→ **TU TAREA**: Transcribe sin cambios las líneas del listado comenzando por la que contiene "Traffic camera module — count and localize every stone step" y siguiendo hasta la que contiene "(0, 743), (46, 803)", ambas incluidas.

* * *

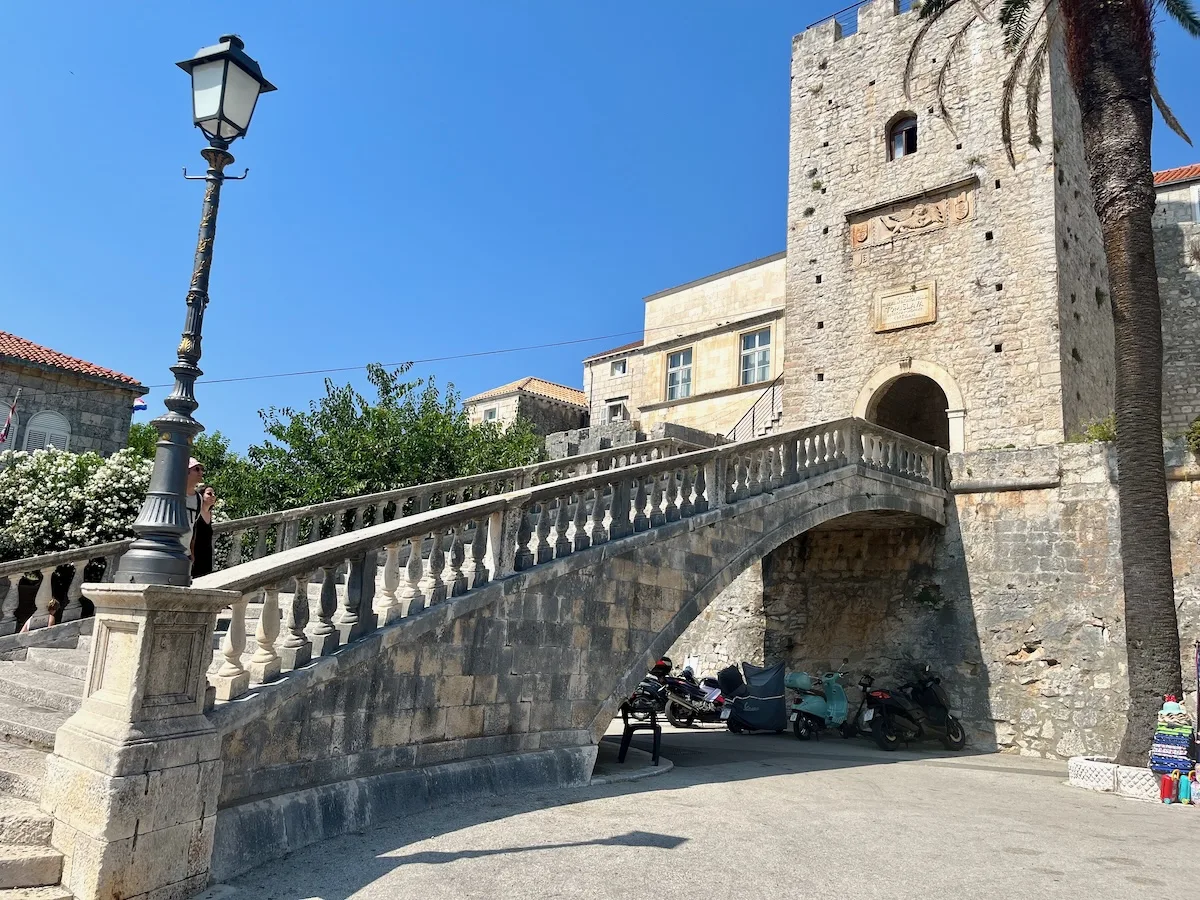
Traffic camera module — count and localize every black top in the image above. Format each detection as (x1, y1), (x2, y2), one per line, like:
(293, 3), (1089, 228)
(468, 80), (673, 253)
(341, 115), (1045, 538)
(192, 516), (212, 578)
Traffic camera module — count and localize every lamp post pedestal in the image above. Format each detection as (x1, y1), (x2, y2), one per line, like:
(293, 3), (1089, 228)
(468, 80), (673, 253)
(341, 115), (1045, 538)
(115, 140), (233, 586)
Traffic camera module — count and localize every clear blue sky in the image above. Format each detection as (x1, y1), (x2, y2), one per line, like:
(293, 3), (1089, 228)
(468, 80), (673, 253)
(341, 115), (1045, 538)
(0, 0), (1200, 448)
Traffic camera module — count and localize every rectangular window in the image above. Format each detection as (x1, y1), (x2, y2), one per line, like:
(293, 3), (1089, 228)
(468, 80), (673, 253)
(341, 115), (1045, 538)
(667, 347), (691, 400)
(742, 328), (770, 384)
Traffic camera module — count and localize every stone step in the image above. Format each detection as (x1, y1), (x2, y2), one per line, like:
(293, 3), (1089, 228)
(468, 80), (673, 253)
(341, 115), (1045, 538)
(0, 884), (74, 900)
(0, 697), (70, 752)
(0, 844), (62, 888)
(0, 667), (83, 713)
(0, 796), (54, 846)
(25, 647), (89, 683)
(0, 743), (46, 803)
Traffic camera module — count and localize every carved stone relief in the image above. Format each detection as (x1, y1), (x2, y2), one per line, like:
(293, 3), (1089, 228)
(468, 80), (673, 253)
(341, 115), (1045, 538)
(850, 187), (976, 252)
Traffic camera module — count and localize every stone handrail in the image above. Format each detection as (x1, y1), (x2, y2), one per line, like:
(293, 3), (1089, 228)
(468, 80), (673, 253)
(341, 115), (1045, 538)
(193, 419), (948, 701)
(0, 438), (696, 635)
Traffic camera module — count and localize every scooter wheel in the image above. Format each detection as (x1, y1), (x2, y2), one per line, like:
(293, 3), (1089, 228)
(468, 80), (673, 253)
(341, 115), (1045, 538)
(871, 715), (900, 750)
(667, 700), (696, 728)
(942, 715), (967, 750)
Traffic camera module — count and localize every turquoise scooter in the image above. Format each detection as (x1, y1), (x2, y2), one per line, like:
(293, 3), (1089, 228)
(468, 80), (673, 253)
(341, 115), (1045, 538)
(784, 659), (858, 740)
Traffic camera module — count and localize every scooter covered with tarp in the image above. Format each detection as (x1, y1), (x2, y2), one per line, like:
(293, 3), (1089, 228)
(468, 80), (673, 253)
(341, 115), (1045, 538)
(716, 662), (787, 734)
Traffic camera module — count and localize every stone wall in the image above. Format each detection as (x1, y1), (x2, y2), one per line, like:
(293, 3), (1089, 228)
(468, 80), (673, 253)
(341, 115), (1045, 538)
(1154, 184), (1200, 433)
(0, 361), (142, 456)
(670, 442), (1200, 757)
(784, 0), (1106, 450)
(517, 392), (588, 434)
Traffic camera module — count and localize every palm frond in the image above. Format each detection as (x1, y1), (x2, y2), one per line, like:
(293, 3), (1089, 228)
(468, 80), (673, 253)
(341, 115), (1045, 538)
(1025, 26), (1050, 148)
(1156, 0), (1200, 37)
(1000, 0), (1055, 168)
(904, 0), (959, 97)
(1000, 0), (1033, 50)
(935, 13), (983, 124)
(1150, 76), (1192, 144)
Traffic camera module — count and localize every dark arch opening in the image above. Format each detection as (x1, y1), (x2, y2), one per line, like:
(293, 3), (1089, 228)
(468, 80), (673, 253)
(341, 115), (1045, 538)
(870, 374), (950, 450)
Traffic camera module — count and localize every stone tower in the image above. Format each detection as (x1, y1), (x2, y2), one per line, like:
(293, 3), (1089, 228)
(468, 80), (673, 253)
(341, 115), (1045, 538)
(784, 0), (1112, 451)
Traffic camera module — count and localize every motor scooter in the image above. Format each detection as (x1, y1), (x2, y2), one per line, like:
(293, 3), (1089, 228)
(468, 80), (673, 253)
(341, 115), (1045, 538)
(854, 665), (967, 750)
(784, 659), (858, 740)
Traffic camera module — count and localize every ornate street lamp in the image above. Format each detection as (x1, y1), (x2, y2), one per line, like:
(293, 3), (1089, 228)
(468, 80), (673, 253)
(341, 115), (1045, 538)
(116, 35), (275, 584)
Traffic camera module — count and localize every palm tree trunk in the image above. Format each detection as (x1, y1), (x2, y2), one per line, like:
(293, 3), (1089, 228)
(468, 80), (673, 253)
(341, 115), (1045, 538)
(1061, 0), (1183, 766)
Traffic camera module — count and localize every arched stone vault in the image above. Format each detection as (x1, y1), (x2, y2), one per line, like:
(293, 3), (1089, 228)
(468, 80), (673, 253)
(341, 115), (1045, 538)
(852, 359), (967, 454)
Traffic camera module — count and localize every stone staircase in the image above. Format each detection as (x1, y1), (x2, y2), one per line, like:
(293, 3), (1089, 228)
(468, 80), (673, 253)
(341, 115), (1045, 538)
(0, 635), (91, 900)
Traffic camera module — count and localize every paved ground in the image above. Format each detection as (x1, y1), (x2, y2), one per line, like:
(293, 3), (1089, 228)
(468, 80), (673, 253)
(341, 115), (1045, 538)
(214, 730), (1200, 900)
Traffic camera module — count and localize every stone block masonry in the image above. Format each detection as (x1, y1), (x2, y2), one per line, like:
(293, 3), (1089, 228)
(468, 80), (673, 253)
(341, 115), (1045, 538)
(671, 443), (1200, 758)
(784, 0), (1112, 450)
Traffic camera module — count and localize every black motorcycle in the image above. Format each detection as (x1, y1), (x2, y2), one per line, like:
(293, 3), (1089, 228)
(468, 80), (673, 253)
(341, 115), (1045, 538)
(662, 666), (725, 728)
(854, 666), (967, 750)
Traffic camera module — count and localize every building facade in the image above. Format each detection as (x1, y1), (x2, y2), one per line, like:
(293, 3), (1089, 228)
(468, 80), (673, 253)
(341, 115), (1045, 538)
(0, 331), (146, 456)
(463, 377), (588, 436)
(583, 253), (786, 434)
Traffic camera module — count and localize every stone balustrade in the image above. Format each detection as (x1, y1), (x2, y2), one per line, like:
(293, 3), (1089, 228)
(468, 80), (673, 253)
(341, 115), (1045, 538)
(194, 419), (948, 701)
(0, 438), (695, 635)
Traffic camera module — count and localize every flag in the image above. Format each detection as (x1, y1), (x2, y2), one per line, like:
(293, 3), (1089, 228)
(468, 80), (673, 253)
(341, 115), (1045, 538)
(0, 391), (20, 444)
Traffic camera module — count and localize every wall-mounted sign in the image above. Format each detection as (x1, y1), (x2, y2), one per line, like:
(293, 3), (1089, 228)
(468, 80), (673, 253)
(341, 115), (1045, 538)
(871, 281), (937, 332)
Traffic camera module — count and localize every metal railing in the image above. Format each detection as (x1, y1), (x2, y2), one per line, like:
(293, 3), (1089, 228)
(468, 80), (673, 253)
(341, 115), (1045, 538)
(725, 373), (784, 440)
(804, 0), (916, 37)
(0, 438), (698, 635)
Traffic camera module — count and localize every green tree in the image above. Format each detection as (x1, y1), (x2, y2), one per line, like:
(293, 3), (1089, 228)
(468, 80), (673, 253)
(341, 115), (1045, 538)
(905, 0), (1200, 764)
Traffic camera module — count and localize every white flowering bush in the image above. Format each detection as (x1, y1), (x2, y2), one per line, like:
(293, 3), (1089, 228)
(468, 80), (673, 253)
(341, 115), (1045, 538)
(0, 450), (152, 560)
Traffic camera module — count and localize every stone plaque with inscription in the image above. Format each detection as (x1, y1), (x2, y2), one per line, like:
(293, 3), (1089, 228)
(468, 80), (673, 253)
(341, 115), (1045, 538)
(871, 281), (937, 332)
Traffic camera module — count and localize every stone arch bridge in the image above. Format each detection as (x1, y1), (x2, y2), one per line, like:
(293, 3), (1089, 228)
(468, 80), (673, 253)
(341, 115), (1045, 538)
(32, 419), (948, 898)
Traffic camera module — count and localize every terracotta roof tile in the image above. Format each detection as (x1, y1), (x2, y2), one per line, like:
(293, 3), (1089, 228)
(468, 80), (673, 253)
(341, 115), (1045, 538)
(1154, 162), (1200, 187)
(0, 331), (144, 390)
(583, 338), (646, 362)
(466, 376), (588, 407)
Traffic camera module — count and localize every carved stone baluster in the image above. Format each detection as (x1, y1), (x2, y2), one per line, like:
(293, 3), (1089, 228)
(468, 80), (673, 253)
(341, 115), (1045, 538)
(470, 518), (491, 590)
(425, 532), (446, 606)
(649, 472), (667, 528)
(592, 485), (608, 546)
(574, 491), (592, 552)
(534, 500), (554, 565)
(608, 478), (634, 540)
(250, 584), (283, 684)
(251, 524), (268, 559)
(278, 575), (312, 671)
(662, 469), (679, 522)
(512, 503), (534, 572)
(679, 466), (696, 518)
(226, 528), (246, 568)
(691, 462), (713, 512)
(0, 572), (20, 635)
(733, 452), (750, 500)
(634, 475), (650, 532)
(554, 494), (571, 557)
(400, 536), (425, 616)
(450, 526), (467, 596)
(29, 566), (54, 631)
(209, 594), (250, 700)
(374, 544), (400, 625)
(311, 563), (338, 656)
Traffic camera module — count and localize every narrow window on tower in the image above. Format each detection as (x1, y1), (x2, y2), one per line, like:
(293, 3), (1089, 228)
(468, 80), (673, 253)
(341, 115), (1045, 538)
(888, 114), (917, 160)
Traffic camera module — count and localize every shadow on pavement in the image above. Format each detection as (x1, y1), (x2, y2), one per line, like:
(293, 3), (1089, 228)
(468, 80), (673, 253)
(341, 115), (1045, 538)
(220, 726), (1066, 900)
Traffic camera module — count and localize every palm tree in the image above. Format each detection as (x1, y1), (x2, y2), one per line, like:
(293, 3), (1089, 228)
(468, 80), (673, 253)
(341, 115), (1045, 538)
(905, 0), (1200, 766)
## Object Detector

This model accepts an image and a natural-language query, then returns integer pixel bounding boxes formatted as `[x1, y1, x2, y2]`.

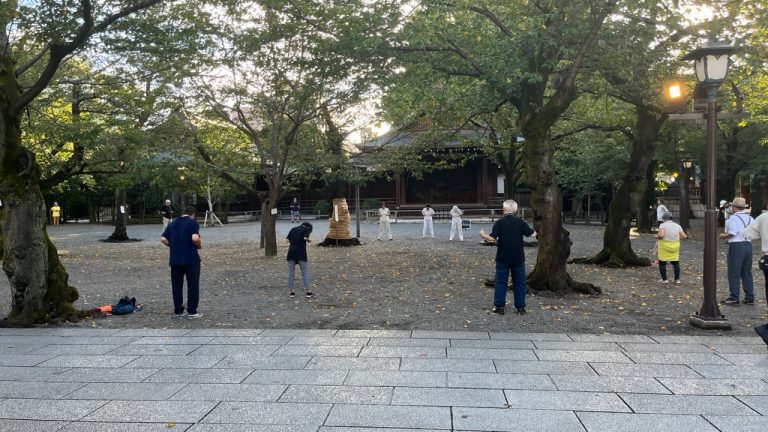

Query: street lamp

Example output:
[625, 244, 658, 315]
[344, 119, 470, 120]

* * *

→ **EJERCICIO RESUELTO**:
Traffic camera module — count and localize every stone step in the image above. Format each detection as (x1, y1), (x2, y2), one per line, like:
(293, 3), (1089, 228)
(468, 80), (673, 253)
(341, 115), (1045, 538)
(0, 884), (74, 900)
(0, 697), (70, 752)
(0, 844), (62, 888)
(0, 667), (83, 713)
(0, 796), (54, 846)
(25, 647), (89, 683)
(0, 743), (46, 803)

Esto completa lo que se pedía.